Jaeger also ships a jaeger-es-index-cleaner utility for simpler retention without ILM:
# Delete indices older than 14 days
docker run --rm \
-e ROLLOVER=true \
jaegertracing/jaeger-es-index-cleaner:1.55 \
14 http://elasticsearch:9200
Schedule this as a cron job or a daily Docker Compose service to keep storage bounded without configuring full ILM.
Adding Context Propagation Across Queues
Auto-instrumentation handles HTTP calls automatically, but message queues require explicit context propagation. Here is a pattern for RabbitMQ using the W3C TraceContext format:
# Producer: inject trace context into message headers
from opentelemetry import trace, propagate
from opentelemetry.trace.propagation.tracecontext import TraceContextTextMapPropagator
def publish_order_event(channel, order_id: str, payload: dict):
tracer = trace.get_tracer(__name__)
with tracer.start_as_current_span("publish-order-event") as span:
span.set_attribute("messaging.system", "rabbitmq")
span.set_attribute("messaging.destination", "orders")
span.set_attribute("order.id", order_id)
headers = {}
propagate.inject(headers) # Injects traceparent + tracestate
channel.basic_publish(
exchange="orders",
routing_key="order.created",
body=json.dumps(payload),
properties=pika.BasicProperties(headers=headers)
)
# Consumer: extract trace context from message headers
def process_message(channel, method, properties, body):
tracer = trace.get_tracer(__name__)
ctx = propagate.extract(properties.headers or {})
with tracer.start_as_current_span(
"process-order-event",
context=ctx,
kind=trace.SpanKind.CONSUMER
) as span:
span.set_attribute("messaging.system", "rabbitmq")
order = json.loads(body)
handle_order(order)
This ensures that a trace from the HTTP request that triggered the publish appears connected to the consumer span in Jaeger — giving you end-to-end visibility across the queue boundary.
Kubernetes Deployment with Jaeger Operator
For Kubernetes environments, the Jaeger Operator simplifies lifecycle management:
# Install cert-manager (prerequisite)
kubectl apply -f https://github.com/cert-manager/cert-manager/releases/download/v1.13.0/cert-manager.yaml
# Install Jaeger Operator
kubectl create namespace observability
kubectl apply -n observability -f https://github.com/jaegertracing/jaeger-operator/releases/download/v1.55.0/jaeger-operator.yaml
# jaeger-production.yaml
apiVersion: jaegertracing.io/v1
kind: Jaeger
metadata:
name: jaeger-production
namespace: observability
spec:
strategy: production
storage:
type: elasticsearch
options:
es:
server-urls: http://elasticsearch:9200
index-prefix: jaeger
collector:
replicas: 2
resources:
limits:
cpu: 500m
memory: 512Mi
query:
replicas: 1
resources:
limits:
cpu: 250m
memory: 256Mi
ingress:
enabled: true
hosts:
- tracing.example.com
The operator manages rolling updates and handles schema migration for Elasticsearch indices automatically, which is a significant operational advantage over managing the collector and query components separately.

**Stated exercise 1**
List each distinct attribute key that the code on the Jaeger tracing page sets with span.set_attribute.

[Dataset excerpts on object pointing]
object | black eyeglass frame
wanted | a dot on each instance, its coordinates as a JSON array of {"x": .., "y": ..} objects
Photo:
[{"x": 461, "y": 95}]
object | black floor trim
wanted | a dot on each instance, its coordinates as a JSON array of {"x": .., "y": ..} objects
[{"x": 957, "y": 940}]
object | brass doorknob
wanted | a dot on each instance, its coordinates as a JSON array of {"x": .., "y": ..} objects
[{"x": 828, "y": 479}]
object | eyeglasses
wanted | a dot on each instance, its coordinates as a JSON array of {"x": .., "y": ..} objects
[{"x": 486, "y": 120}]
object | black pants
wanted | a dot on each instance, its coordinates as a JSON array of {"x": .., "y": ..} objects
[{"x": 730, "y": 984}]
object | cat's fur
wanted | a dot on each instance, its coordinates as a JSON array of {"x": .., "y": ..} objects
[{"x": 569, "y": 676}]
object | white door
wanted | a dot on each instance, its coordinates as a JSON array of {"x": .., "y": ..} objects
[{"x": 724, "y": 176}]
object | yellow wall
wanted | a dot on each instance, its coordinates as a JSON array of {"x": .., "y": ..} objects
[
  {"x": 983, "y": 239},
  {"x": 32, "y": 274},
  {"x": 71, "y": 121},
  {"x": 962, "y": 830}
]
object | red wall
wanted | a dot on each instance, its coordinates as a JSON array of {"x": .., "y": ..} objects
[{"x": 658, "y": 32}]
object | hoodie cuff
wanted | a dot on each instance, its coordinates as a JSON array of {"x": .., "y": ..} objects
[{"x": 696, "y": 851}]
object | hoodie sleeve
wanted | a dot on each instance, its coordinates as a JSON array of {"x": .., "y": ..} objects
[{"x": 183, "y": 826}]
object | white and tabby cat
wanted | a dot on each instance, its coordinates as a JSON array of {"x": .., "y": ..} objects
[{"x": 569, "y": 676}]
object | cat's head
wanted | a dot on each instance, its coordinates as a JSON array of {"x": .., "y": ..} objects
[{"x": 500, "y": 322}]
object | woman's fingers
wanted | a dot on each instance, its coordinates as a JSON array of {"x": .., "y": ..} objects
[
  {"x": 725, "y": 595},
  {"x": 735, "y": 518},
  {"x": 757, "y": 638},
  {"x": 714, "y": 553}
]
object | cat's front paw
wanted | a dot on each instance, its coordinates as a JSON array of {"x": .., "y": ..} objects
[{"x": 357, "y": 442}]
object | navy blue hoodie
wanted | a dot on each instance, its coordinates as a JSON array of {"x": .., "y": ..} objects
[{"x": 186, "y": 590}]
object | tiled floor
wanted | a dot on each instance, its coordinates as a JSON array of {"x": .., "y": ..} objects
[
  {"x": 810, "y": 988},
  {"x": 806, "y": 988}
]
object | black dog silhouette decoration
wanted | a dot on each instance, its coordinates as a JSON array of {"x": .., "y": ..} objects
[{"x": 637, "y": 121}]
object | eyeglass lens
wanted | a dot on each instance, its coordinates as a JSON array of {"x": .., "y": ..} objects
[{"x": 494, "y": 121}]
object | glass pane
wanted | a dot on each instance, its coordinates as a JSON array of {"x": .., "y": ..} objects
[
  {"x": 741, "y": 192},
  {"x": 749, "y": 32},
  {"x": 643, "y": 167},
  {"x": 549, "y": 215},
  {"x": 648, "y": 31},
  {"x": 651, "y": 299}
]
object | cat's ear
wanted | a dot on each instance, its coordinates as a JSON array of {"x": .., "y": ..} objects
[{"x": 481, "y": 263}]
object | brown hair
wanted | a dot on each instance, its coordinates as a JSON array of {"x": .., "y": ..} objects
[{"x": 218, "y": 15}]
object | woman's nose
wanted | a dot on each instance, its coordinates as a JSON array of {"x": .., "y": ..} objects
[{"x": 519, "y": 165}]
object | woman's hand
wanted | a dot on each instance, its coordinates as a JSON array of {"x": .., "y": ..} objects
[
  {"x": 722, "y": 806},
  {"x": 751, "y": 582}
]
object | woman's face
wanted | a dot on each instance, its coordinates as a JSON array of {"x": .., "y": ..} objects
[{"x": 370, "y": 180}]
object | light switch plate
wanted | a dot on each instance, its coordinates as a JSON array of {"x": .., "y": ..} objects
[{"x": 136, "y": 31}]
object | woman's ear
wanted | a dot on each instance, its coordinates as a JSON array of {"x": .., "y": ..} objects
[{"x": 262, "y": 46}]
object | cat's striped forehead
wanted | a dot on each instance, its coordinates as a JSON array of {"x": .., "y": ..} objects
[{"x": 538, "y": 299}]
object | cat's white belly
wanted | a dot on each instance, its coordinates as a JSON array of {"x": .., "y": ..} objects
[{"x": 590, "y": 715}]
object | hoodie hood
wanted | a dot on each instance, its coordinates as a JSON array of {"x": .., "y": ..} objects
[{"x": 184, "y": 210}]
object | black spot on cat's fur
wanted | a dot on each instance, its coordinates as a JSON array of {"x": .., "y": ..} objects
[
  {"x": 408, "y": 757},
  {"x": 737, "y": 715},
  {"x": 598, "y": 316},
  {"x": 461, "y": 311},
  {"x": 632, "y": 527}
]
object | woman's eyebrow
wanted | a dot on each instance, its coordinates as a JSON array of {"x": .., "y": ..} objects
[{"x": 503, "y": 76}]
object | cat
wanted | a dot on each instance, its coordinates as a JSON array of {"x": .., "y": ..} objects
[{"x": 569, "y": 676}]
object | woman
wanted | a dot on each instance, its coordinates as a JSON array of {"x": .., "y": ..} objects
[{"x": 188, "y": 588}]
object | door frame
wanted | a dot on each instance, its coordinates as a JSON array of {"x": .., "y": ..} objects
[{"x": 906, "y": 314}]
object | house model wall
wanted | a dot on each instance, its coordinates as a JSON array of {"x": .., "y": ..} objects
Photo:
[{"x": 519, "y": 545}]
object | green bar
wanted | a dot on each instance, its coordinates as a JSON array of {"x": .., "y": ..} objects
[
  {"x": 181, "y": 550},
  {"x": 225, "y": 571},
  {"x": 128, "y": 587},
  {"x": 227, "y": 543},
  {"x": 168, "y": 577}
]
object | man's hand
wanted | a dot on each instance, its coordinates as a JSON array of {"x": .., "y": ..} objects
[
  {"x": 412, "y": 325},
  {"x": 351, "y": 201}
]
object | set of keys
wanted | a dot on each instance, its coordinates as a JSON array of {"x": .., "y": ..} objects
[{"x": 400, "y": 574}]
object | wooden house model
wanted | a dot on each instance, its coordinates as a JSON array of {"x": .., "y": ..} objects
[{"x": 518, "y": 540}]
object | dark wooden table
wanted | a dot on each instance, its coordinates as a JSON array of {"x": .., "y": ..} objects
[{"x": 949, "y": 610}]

**Stated exercise 2**
Return every line of the records that contains the word "hand". Case counts.

**Complete answer 1**
messaging.system
messaging.destination
order.id

**Complete answer 2**
object | woman's hand
object | man's hand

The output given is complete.